Report each line of the data below that contains the string "knit", treating uppercase and lowercase as different.

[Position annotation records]

__________

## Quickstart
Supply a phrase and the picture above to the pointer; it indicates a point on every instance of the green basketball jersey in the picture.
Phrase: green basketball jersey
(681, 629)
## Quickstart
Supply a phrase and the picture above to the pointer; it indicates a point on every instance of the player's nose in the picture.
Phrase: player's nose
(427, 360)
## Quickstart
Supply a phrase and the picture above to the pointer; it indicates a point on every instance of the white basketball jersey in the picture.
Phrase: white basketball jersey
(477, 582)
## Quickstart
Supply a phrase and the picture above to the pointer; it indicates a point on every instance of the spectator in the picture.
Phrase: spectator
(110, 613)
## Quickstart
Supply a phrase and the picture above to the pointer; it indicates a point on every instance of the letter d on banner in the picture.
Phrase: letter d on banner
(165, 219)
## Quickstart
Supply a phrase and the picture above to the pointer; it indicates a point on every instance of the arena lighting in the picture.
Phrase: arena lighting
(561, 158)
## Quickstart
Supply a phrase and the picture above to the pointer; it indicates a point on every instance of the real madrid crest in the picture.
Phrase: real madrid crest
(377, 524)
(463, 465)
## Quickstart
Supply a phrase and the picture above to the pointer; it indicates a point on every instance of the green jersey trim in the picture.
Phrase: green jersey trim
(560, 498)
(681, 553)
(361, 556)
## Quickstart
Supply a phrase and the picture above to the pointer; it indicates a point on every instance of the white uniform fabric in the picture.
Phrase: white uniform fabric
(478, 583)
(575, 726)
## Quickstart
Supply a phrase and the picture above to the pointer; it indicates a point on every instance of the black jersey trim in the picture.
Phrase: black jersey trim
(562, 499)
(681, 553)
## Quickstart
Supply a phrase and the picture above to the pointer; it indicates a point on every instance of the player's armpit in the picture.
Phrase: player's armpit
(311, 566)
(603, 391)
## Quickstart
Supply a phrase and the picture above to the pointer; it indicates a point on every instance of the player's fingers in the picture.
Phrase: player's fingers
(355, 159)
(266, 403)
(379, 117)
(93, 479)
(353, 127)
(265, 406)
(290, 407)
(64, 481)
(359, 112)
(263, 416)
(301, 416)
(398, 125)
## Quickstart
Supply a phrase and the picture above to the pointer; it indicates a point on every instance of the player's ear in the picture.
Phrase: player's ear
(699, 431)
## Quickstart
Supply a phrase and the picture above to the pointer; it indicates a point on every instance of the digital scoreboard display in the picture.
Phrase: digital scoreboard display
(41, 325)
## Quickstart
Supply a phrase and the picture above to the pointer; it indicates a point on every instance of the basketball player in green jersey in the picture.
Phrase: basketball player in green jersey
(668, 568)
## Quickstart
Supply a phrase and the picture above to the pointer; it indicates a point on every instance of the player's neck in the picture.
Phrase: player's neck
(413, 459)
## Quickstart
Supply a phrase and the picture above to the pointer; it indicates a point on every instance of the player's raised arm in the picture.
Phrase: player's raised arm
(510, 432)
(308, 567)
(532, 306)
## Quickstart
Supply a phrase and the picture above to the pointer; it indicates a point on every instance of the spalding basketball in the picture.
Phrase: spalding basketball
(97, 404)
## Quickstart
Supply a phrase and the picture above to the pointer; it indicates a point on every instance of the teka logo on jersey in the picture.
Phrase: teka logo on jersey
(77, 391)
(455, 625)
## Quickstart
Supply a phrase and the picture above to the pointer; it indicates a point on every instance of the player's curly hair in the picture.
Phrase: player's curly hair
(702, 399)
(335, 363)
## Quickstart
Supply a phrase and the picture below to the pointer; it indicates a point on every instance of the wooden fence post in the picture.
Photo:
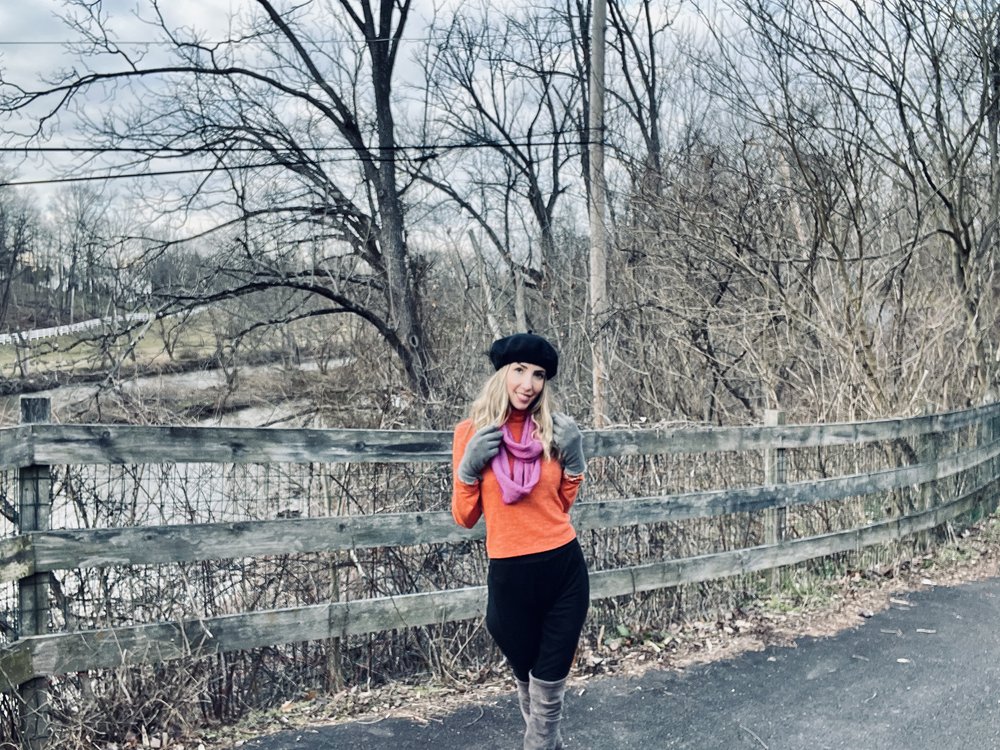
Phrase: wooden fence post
(34, 510)
(929, 452)
(776, 519)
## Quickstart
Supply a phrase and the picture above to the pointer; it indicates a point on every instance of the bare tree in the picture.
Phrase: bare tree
(504, 103)
(903, 94)
(289, 127)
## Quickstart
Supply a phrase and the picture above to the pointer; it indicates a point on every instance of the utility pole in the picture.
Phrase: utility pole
(598, 229)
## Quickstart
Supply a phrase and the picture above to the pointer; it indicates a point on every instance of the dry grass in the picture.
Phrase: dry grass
(830, 607)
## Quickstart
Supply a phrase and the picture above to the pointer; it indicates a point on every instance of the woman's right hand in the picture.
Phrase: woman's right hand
(479, 451)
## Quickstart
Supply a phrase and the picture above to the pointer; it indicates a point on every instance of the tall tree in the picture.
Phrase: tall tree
(288, 126)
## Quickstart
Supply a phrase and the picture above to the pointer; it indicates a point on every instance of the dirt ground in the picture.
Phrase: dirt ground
(825, 610)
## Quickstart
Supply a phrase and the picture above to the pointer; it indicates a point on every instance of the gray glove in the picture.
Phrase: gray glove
(567, 437)
(480, 451)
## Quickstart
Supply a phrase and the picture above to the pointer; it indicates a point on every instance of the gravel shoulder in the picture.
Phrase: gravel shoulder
(852, 606)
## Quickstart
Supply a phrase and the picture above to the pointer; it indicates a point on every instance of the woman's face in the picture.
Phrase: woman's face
(524, 382)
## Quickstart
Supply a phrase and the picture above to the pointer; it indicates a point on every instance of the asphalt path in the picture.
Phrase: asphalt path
(921, 675)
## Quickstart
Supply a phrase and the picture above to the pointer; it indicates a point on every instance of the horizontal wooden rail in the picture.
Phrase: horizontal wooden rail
(62, 653)
(127, 444)
(153, 545)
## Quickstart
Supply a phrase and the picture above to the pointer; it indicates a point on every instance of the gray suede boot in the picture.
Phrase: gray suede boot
(523, 699)
(546, 714)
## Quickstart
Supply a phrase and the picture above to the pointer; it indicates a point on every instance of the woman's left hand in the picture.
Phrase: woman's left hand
(569, 440)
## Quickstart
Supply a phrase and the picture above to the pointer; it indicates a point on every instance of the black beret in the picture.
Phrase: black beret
(525, 347)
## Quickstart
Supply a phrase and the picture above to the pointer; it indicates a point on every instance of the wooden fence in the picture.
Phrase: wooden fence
(945, 464)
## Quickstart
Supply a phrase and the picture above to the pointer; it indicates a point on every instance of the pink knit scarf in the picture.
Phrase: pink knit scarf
(518, 481)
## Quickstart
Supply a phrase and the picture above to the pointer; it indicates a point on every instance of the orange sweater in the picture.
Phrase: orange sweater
(538, 522)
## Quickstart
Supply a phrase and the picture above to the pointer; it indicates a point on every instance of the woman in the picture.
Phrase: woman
(520, 466)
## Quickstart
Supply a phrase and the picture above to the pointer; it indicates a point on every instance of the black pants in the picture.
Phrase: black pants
(536, 608)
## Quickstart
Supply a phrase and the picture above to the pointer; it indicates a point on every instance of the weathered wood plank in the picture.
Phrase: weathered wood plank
(152, 545)
(669, 573)
(109, 444)
(121, 444)
(159, 642)
(104, 649)
(691, 439)
(17, 558)
(15, 447)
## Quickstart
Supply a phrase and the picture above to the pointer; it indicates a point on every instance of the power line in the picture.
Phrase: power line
(550, 139)
(430, 152)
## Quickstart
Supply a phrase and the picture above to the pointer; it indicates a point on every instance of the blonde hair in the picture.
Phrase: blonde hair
(492, 406)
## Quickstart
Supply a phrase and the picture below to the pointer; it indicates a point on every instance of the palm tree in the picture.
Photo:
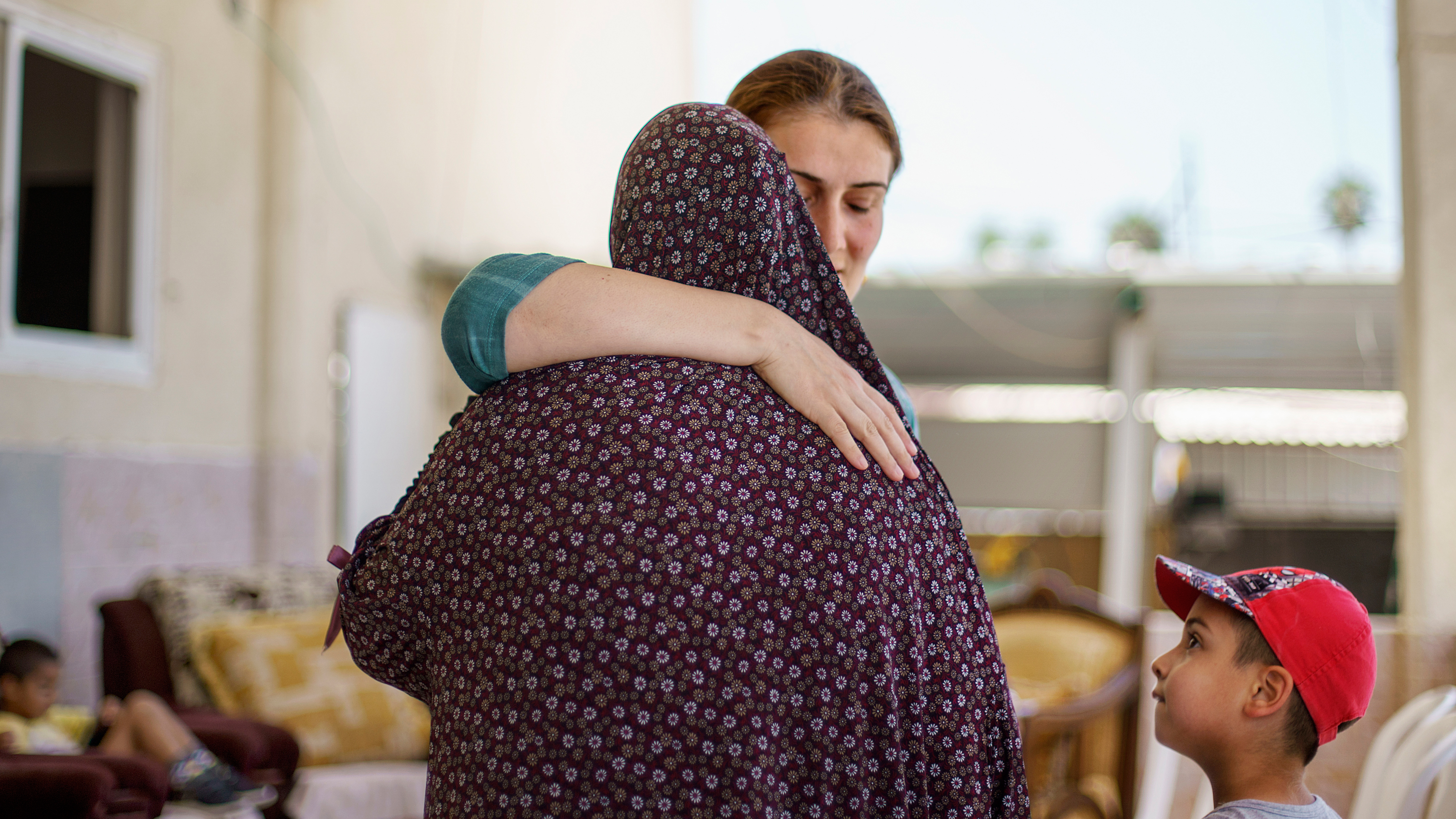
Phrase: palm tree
(1347, 205)
(1141, 228)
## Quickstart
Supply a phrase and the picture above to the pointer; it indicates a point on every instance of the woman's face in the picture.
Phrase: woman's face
(844, 172)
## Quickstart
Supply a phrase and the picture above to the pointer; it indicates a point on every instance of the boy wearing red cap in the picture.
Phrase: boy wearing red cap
(1273, 664)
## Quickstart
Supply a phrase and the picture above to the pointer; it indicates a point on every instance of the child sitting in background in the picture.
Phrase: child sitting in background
(140, 725)
(1273, 664)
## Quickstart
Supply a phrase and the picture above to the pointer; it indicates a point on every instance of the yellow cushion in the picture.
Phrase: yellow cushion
(1052, 656)
(270, 667)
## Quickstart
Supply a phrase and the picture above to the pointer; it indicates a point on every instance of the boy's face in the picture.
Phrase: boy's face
(1200, 690)
(33, 696)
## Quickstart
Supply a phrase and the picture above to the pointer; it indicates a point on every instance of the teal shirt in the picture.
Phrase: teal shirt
(474, 329)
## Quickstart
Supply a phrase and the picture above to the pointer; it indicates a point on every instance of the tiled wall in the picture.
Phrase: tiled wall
(98, 525)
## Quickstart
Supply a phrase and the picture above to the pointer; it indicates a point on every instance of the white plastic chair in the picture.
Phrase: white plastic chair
(1422, 710)
(1414, 767)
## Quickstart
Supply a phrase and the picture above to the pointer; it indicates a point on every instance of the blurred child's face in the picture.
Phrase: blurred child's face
(33, 696)
(1200, 688)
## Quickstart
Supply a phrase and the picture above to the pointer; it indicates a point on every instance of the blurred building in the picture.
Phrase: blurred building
(1278, 396)
(226, 228)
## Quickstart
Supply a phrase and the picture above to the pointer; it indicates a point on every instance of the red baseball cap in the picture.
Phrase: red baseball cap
(1317, 629)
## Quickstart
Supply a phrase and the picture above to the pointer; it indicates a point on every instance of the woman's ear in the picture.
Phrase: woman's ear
(1273, 688)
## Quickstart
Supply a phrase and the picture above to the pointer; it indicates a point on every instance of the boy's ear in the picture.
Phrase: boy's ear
(1273, 688)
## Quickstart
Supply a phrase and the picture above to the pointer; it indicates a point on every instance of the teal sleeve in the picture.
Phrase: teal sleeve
(905, 401)
(474, 329)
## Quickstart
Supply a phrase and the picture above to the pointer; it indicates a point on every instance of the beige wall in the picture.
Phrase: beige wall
(1428, 531)
(466, 127)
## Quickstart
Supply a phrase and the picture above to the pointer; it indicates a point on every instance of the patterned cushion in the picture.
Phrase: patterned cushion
(268, 667)
(183, 596)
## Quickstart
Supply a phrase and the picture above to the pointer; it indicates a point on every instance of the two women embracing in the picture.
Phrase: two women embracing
(650, 586)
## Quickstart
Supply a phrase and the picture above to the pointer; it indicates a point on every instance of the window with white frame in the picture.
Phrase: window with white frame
(78, 156)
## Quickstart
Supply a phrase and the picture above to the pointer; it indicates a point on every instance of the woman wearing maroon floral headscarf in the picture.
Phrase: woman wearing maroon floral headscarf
(649, 585)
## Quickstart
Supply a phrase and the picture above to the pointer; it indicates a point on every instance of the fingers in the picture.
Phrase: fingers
(902, 447)
(838, 432)
(870, 435)
(890, 412)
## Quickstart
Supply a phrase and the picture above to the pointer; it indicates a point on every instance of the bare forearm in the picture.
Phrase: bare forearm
(586, 311)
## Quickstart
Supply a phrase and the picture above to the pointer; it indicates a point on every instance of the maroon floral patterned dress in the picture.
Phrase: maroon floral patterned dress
(641, 586)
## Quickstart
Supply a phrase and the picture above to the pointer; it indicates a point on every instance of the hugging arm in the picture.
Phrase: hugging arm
(570, 311)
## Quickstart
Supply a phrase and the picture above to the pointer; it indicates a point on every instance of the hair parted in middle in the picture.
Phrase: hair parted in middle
(815, 82)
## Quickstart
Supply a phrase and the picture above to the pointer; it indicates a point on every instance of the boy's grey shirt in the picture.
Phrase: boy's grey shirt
(1260, 810)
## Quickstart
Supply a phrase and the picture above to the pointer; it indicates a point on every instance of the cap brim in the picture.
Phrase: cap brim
(1180, 585)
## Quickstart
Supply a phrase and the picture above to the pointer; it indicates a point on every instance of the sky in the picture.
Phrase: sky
(1062, 116)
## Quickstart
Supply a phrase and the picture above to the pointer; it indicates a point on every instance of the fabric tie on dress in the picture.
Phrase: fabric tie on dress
(340, 560)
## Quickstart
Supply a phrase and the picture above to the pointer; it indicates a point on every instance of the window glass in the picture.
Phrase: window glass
(75, 184)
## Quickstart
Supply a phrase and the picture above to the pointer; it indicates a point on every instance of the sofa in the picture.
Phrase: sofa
(91, 786)
(135, 658)
(159, 642)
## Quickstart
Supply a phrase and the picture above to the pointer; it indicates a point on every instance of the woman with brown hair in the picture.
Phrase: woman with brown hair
(646, 586)
(515, 312)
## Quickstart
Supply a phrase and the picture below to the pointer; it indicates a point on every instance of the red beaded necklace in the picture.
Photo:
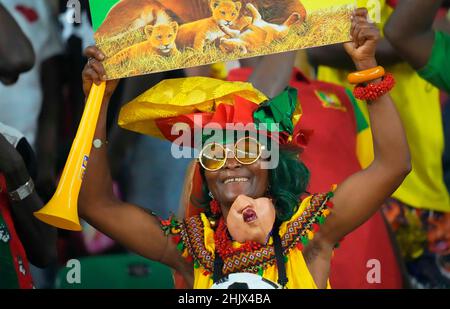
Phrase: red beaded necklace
(224, 243)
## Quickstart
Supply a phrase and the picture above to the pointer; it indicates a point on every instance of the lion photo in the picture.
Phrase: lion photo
(146, 36)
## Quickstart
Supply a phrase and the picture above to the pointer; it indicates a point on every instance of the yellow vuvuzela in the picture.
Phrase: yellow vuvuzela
(62, 211)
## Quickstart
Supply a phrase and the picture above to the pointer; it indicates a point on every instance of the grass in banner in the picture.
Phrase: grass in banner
(160, 36)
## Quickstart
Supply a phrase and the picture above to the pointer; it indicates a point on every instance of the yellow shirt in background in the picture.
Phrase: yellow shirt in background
(419, 106)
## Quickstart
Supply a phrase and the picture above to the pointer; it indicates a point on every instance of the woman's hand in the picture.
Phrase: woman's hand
(365, 36)
(10, 159)
(94, 72)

__________

=== Complete answer ===
Supply a phrase and the picture above to the pointer; it indicates a point on every instance of the pink knit scarf in the picture.
Phrase: pink knit scarf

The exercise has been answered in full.